Task instructions -
1/ Reproduce the cot death article's passage from "However, death rates" up to and including "not been known.".
2/ According to the cot death article, what does the gasping backup system do when normal breathing stops? Answer in one to three sentences.
3/ Take up the article on cot death research after its final sentence and continue it.

Text provided -
Cot death could be caused by a genetic defect which means babies who stop breathing cannot kick-start their lungs, research suggests.
Cot death largely remains a mystery
A University of Bristol team has discovered brain cells that generate nervous impulses essential for gasping, but not normal breathing.
They believe a deficiency in these cells could explain some cases of unexplained baby deaths.
Details appear in the journal Nature Neuroscience.
Cot death is the most common cause of death in babies under a year old, claiming 349 lives in the UK in 2004.
However, death rates have dropped by 75% since a public awareness campaign - which recommended parents put their baby to sleep on its back - was introduced in 1991.
Cot death has long been thought to be linked to a failure to gasp, but the reason why this should happen has not been known.
The Bristol team joined forces with US researchers to discover that many different types of brain cells are essential for normal breathing - but only a small subset of these - dubbed pacemakers - play a role in the gasping reflex.
If normal breathing should stop this backup system is activated to induce gasping. This restores oxygen supplies and kick starts the heart beat so that normal breathing can resume.
The researchers found that pacemaker cells were dependent upon a protein that forms a tiny hole or pore within the membrane of the cells.

Extracted entries -
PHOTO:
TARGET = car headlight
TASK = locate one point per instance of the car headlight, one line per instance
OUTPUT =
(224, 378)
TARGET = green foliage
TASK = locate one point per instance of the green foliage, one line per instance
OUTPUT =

---

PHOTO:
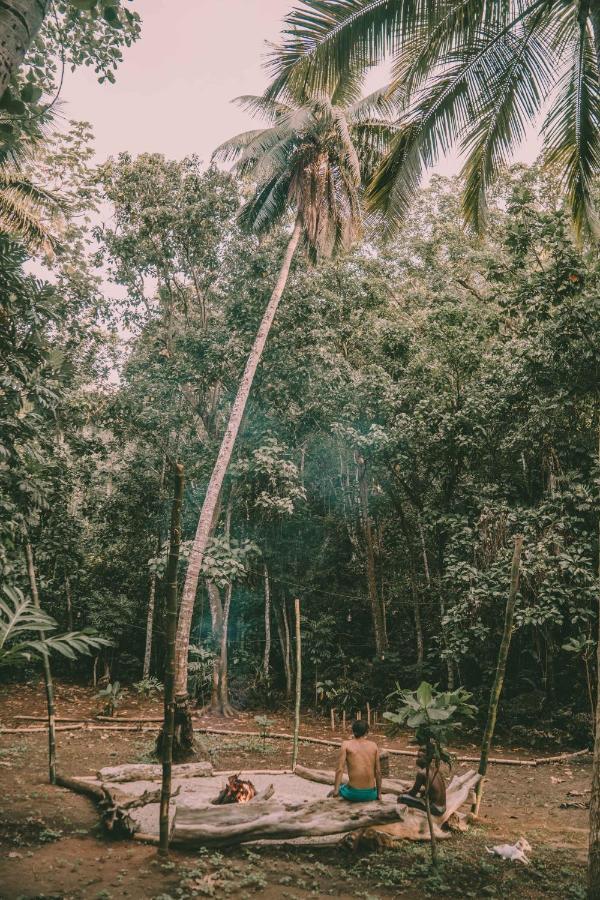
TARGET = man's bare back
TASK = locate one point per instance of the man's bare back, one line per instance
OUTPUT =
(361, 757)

--

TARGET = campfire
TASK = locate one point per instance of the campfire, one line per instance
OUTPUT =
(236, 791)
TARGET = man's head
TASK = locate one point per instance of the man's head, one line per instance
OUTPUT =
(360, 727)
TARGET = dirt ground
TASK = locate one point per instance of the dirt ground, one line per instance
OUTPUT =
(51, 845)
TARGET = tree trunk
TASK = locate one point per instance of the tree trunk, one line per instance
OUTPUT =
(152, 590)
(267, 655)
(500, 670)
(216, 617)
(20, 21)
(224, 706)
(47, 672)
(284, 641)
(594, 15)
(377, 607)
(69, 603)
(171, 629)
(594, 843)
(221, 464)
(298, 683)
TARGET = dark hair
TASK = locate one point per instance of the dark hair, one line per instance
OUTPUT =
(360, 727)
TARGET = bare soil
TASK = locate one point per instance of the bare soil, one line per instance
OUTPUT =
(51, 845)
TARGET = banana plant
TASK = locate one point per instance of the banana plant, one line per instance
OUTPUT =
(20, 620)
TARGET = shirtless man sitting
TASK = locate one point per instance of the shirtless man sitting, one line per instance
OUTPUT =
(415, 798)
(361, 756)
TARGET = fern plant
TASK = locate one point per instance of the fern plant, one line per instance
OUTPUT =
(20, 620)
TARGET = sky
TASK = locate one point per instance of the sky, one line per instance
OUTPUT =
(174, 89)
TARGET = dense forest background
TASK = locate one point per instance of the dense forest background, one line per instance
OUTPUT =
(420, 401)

Results for the exercise -
1/
However, death rates have dropped by 75% since a public awareness campaign - which recommended parents put their baby to sleep on its back - was introduced in 1991.
Cot death has long been thought to be linked to a failure to gasp, but the reason why this should happen has not been known.

2/ When normal breathing stops, the backup system is activated to induce gasping. Gasping restores oxygen supplies and kick-starts the heartbeat so that normal breathing can resume.

3/
When oxygen levels are low this pore opens more to allow the passage of sodium ions into the cell and provides a way in which gasping can occur automatically.
The team showed that when this pore was blocked it eliminated pace making and the ability to gasp.
Consequently, the heart would fail and death would be inevitable.
This raises the possibility that a genetic defect in this special protein found in pace making cells could prevent gasping.
Researcher Professor Walter St John said: "Our findings are exciting they demonstrate that emergency breathing, or gasping, is regulated by different mechanisms than those for normal breathing."
Joyce Epstein, director of the Foundation for the Study of Infant Deaths, said cot deaths were likely to be caused by a variety of factors.
She said: "Though we now know many ways of reducing the risk of cot death, we still don't know the causes of these tragedies.
"We need much more research, so that we can advise parents and health professionals as to what other preventative steps they can take to protect babies from the risk of cot death."